VORLIEGENDER TEXT →

◇ ◇ ◇ ◇ ◇ ◇ ◇

# Starker Laptop für bis zu 650 Euro



## ChaoZ (23. März 2011)

*Starker Laptop für bis zu 650 Euro*

Ich Suche einen leistungsstarken Laptop im Preisbereich zwischen 450-650 Euro. Ich habe da schon einen ausfindig gemacht: http://www.notebooksbilliger.de/sony+vaio+eb3m1ewi Auf jeden Fall sollte er das ein oder andere Spiel zocken können, aber auch Videobearbeitung muss drin sein. Was kann man da zu dem Preis erreichen?


----------



## schirocco (28. März 2011)

*AW: Starker Laptop für bis zu 650 Euro*

Was stellst du denn noch für Anforderungen an den Laptop?
soll er: transportabel,leicht und klein sein oder größer mit HD Display zum Filme schauen?
Was für Spiele willst du darauf spielen (hohe Details)?
Willst du mit dem Laptop unterwegs arbeiten (Akkulaufzeit wichtig?)? oder draußen (Display matt/glänzend)?

ohne diese Angaben (oder ein Teil davon) ist die Auswahl schier überwältigend


----------



## ChaoZ (28. März 2011)

Ist nicht für mich ^^ Von meinem Kumpel sind die Eltern geschieden, das heißt er muss transportabel sein da er unter der Woche hier und am Wochenende da ist. Eine portable Zockmaschine halt. Für draußen muss auch nicht unbedingt sein, wär schön wenn ja. Wenn nicht dann nicht. Er will primär zocken, als Beispiele Bad Company 2, Modern Warfare 2, Crysis 2 und bald auch BF3. Akkulaufzeit ist nicht besonders wichtig. Klar, ein paar Stunden sollte er halten, aber darauf wird nicht besonders Wert gelegt. Ein PC für zwei Standorte und LANs sozusagen.


----------



## schirocco (28. März 2011)

*AW: Starker Laptop für bis zu 650 Euro*

Ich glaube da ist vor Allem die Grafikkarte das entscheidende
Für dieses Budget würde ich bei der GeForce GT540M 1024MB bleiben

Empfehlenswert ist das Acer Aspire 5750G
vor allem wegen der starken Grafik und des Neuen Prozessors der verbaut ist

hier noch ein netter Test dazu: Test Acer Aspire 5750G Notebook - Notebookcheck.com Tests


----------



## ChaoZ (28. März 2011)

schirocco schrieb:
			
		

> Ich glaube da ist vor Allem die Grafikkarte das entscheidende
> Für dieses Budget würde ich bei der GeForce GT540M 1024MB bleiben
> 
> Empfehlenswert ist das Acer Aspire 5750G
> ...



Danke, werd den Vorschlag mal übermitteln. Aber im Test wird von einem i7 gesprochen, im Datenblatt steht i5. Was denn jetzt?


----------



## schirocco (28. März 2011)

◇ ◇ ◇ ◇ ◇ ◇ ◇

ZEILEN →
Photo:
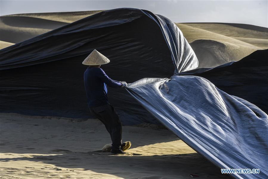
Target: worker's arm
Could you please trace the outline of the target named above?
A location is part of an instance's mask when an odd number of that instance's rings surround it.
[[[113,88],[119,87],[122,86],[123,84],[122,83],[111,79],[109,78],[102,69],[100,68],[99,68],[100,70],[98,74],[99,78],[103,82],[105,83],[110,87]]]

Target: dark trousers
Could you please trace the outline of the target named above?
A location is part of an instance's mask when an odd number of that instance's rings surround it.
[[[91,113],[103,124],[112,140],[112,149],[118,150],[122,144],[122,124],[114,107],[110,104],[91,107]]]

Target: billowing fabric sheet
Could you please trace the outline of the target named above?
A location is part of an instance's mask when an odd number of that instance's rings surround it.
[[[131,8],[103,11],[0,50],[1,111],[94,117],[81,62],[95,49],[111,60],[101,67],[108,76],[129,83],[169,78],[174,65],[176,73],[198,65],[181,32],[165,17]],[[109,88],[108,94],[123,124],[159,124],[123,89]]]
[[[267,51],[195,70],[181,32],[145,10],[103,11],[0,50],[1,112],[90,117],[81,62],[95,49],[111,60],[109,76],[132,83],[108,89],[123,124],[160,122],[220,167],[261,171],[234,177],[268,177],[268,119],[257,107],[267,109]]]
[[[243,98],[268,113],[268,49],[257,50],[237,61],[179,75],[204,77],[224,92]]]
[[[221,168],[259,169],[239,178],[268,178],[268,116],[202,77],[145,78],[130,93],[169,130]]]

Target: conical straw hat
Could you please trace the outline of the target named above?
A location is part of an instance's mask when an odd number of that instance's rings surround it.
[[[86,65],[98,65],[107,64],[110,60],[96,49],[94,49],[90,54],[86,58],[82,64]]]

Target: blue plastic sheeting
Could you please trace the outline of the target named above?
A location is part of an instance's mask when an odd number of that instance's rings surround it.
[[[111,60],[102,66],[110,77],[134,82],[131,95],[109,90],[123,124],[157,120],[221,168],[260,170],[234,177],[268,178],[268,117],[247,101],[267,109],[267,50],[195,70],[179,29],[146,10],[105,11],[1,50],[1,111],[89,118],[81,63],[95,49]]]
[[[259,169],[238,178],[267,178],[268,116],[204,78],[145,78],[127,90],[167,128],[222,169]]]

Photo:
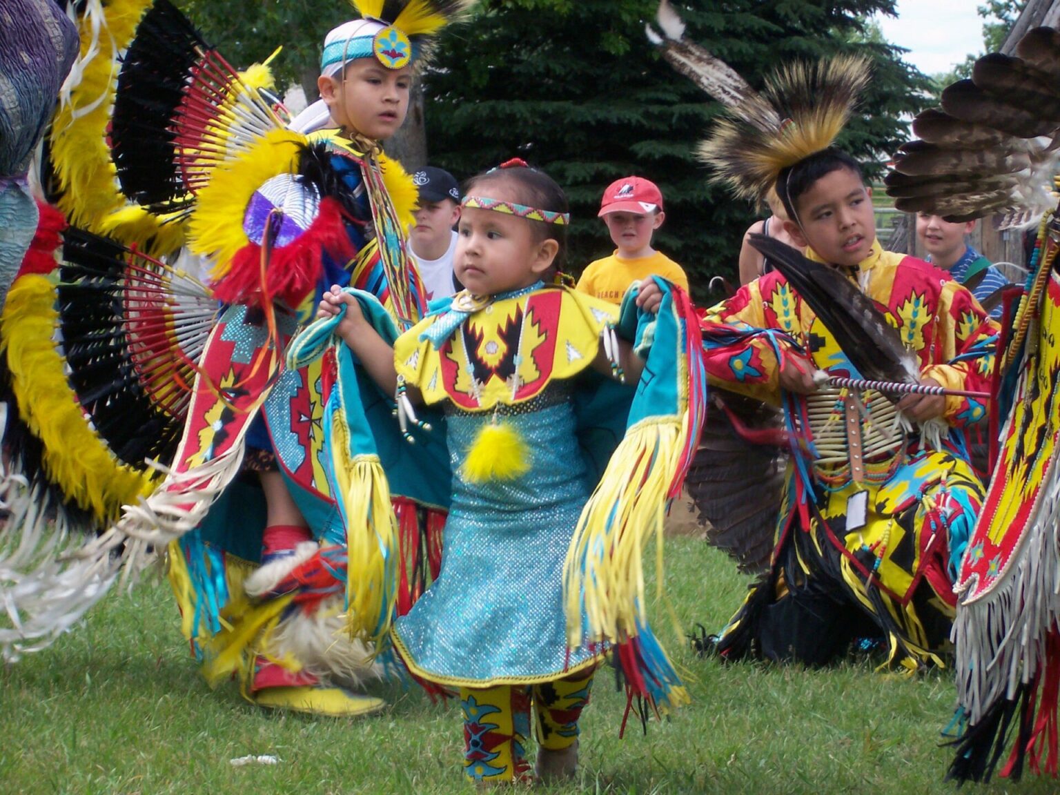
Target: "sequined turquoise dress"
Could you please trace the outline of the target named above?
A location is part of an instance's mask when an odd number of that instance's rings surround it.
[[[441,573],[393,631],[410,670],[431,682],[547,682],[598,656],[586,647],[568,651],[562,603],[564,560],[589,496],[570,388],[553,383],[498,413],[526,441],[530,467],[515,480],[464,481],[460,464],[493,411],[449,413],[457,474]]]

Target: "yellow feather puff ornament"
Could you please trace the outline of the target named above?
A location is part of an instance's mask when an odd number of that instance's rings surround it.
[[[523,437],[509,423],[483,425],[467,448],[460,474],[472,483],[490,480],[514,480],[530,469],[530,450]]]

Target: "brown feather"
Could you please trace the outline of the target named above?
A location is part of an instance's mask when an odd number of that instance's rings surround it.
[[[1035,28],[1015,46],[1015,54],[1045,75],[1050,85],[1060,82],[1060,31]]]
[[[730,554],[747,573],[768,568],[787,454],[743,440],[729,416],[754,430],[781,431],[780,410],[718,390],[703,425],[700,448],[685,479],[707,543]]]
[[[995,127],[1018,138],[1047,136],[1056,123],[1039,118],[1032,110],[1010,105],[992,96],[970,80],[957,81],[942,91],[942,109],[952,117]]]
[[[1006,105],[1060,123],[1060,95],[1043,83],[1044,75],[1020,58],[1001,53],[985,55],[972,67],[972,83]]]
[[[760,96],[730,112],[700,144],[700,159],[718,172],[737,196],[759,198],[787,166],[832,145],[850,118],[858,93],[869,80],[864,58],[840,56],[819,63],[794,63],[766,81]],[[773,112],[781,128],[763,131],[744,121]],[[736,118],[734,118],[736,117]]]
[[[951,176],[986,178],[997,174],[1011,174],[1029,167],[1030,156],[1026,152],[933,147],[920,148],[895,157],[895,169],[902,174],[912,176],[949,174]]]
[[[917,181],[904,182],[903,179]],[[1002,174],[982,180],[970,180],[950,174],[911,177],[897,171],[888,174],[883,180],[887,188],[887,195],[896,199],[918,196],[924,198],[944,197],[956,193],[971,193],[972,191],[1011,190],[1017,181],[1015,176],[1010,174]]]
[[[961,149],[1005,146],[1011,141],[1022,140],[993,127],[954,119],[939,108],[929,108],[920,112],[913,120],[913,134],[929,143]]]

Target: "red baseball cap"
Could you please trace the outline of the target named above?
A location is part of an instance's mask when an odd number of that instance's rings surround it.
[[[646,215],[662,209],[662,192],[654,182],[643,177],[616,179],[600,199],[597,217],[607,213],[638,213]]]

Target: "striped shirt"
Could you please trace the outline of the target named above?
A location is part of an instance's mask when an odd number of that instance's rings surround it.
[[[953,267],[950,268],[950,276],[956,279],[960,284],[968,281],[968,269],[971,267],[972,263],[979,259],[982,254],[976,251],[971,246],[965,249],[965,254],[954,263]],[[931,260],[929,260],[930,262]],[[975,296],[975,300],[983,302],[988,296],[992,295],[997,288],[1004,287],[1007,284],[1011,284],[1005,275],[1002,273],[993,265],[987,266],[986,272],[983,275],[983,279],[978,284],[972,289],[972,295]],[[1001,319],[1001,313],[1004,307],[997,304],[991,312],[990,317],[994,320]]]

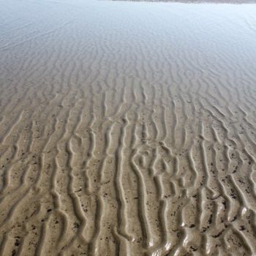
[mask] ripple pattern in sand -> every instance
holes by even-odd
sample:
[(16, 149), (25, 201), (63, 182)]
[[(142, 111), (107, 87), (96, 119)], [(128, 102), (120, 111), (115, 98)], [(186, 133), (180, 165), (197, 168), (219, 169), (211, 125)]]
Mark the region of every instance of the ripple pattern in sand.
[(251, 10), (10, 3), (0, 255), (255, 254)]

◇ ◇ ◇ ◇ ◇ ◇ ◇

ARBEITSANWEISUNG A → Gib aus den Datensätzen den Abschnitt unverändert wieder, der mit der Zeile beginnt, die "[mask] ripple pattern" enthält, und mit dem Ende der Datensätze schließt. Beide Grenzen gehören dazu.
ARBEITSANWEISUNG B → Setze den Forumsbeitrag über den Laptop für bis zu 650 Euro an der Stelle fort, an der er aufhört.

RICHTIGE ANTWORT A →
[mask] ripple pattern in sand -> every instance
holes by even-odd
sample:
[(16, 149), (25, 201), (63, 182)]
[[(142, 111), (107, 87), (96, 119)], [(128, 102), (120, 111), (115, 98)], [(186, 133), (180, 165), (197, 168), (219, 169), (211, 125)]]
Mark the region of every instance of the ripple pattern in sand.
[(251, 10), (10, 3), (0, 255), (255, 254)]

RICHTIGE ANTWORT B →
*AW: Starker Laptop für bis zu 650 Euro*

Getestet wurde ein Modell mit i7, der ist aber für den Preis leider nicht drin und außerdem tut das der Grafikleistung keinen Abbruch 
es gibt von dem Typ eine ganze Reihe an Books: Acer Aspire 5750G in Notebooks & Tablets/13.1" bis 16.4" TFT | Geizhals.at Deutschland
aber ich denke die Preis/Leistung dürfte bei dem schon Top sein (für 50€ mehr gibts ein Bluray Laufwerk und für 100€ 8GB Ram, andersrum gibt es das Book auch schon mit nem i3 und der GT540 1GB für 599€)

Ich hab noch 2 heiße Tipps 
das Asus X53SV-SX173V
und das Asus X53SV-SX218V

Die sind von den Daten her auch Top und zur Zeit sau günstig mit der 150€ Rabatt Aktion die Amazon gerade hat


----------



## ChaoZ (29. März 2011)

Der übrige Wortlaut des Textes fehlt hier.